### Requirement
Please print exactly the lines from the one containing "Labeling batch C. For the image below, tag the metal" through the last line of the records, and only those. Leave out any pictures.

****************************************

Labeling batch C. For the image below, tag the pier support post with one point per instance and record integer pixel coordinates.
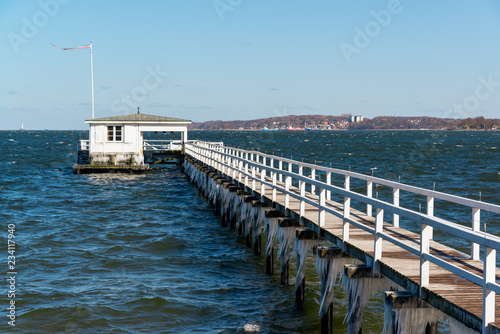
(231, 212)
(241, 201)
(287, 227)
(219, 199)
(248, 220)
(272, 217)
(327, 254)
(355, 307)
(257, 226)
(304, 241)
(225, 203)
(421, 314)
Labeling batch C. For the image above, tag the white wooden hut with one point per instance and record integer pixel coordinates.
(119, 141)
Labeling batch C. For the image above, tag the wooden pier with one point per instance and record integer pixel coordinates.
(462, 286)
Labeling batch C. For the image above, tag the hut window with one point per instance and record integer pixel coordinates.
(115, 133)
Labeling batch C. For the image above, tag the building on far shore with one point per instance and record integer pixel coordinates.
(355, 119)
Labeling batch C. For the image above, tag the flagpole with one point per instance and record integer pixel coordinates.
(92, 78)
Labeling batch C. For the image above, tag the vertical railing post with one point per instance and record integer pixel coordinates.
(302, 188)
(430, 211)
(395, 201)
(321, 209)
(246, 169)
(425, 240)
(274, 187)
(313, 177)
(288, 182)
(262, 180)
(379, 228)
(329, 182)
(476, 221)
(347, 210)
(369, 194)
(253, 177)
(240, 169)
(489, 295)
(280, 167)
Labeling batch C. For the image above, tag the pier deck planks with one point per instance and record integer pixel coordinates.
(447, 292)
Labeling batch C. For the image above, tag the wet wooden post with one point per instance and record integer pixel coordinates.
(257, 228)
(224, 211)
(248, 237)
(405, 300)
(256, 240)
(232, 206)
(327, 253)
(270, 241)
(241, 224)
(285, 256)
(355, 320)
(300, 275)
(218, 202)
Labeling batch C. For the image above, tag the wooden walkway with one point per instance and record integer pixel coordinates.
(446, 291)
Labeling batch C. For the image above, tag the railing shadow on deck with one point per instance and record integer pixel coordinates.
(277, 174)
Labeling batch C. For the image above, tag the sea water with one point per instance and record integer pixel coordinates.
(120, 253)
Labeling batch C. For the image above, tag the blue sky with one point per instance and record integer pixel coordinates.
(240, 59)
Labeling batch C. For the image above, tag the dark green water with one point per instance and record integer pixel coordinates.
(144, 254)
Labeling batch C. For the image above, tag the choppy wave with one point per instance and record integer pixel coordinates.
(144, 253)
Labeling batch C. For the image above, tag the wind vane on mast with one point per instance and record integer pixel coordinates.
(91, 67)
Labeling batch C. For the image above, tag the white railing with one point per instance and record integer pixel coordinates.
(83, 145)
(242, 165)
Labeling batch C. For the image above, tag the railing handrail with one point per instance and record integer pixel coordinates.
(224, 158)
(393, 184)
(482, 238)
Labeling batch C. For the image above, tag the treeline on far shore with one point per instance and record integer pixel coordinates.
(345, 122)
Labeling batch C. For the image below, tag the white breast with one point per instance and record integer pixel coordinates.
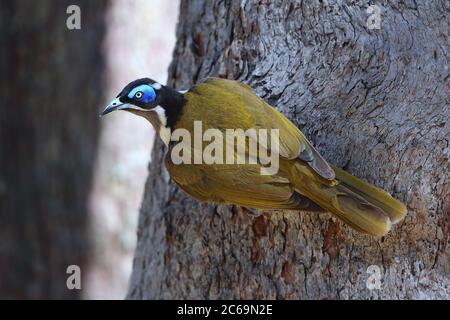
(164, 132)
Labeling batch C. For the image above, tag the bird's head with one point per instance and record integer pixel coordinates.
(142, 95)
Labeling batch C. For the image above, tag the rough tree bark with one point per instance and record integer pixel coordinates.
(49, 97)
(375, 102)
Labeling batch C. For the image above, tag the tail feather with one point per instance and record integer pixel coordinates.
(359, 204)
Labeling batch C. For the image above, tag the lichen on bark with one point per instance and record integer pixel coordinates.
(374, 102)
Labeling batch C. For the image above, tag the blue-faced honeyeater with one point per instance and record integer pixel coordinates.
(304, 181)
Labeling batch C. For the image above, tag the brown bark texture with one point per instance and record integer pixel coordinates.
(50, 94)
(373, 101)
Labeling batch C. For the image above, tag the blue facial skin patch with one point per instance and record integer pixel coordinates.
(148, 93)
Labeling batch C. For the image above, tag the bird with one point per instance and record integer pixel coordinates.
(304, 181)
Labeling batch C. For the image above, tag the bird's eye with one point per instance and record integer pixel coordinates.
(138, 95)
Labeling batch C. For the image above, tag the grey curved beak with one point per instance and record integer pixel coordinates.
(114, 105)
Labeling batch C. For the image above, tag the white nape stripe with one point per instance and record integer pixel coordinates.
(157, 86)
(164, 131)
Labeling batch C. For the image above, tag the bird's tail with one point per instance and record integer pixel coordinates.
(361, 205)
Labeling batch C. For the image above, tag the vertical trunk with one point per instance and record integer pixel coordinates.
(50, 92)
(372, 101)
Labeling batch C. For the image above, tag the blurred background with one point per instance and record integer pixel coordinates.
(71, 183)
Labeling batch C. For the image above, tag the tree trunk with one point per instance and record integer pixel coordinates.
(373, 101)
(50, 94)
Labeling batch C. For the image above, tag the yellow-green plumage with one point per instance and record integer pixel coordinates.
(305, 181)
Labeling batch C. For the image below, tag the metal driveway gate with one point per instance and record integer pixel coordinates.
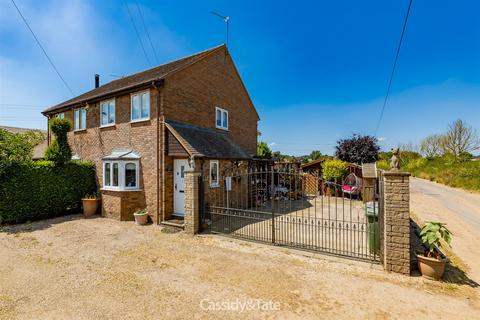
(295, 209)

****************************************

### Response area
Labeling batch C. For the image below, tag the metal driveway gate with one point per instance and record integer pixel coordinates.
(295, 209)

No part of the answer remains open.